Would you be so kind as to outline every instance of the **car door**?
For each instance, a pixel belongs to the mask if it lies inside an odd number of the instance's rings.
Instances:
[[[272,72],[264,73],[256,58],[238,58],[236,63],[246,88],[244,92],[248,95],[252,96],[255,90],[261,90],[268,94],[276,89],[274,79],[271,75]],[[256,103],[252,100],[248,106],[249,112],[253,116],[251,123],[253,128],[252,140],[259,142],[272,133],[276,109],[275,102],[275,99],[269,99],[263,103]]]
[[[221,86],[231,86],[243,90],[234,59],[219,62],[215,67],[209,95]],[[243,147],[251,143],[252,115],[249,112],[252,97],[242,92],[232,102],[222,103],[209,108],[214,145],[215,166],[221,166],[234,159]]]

• • • • • • •

▶ _Stated problem_
Arrange the records above as a Markdown table with two columns, Row and Line, numbering each line and skipping any blank lines.

▶ _Exercise answer_
| Row | Line |
|---|---|
| 1 | Would you be so kind as to outline every instance of the **car door**? |
| 2 | For each instance, a pixel belongs to the mask if it lies inside an odd number of the instance's rings. |
| 3 | Instances: |
| 4 | [[[272,72],[264,73],[256,58],[238,58],[236,63],[246,88],[244,92],[248,95],[252,96],[255,90],[261,90],[268,94],[276,89],[274,79],[271,75]],[[256,103],[252,100],[248,106],[249,112],[253,116],[251,123],[253,128],[252,140],[259,142],[272,133],[276,109],[275,102],[275,99],[269,99],[263,103]]] |
| 5 | [[[221,86],[231,86],[243,90],[234,59],[219,62],[215,67],[209,95]],[[243,147],[251,143],[252,115],[249,112],[252,97],[242,92],[232,102],[222,103],[209,108],[214,145],[215,166],[221,166],[234,159]]] |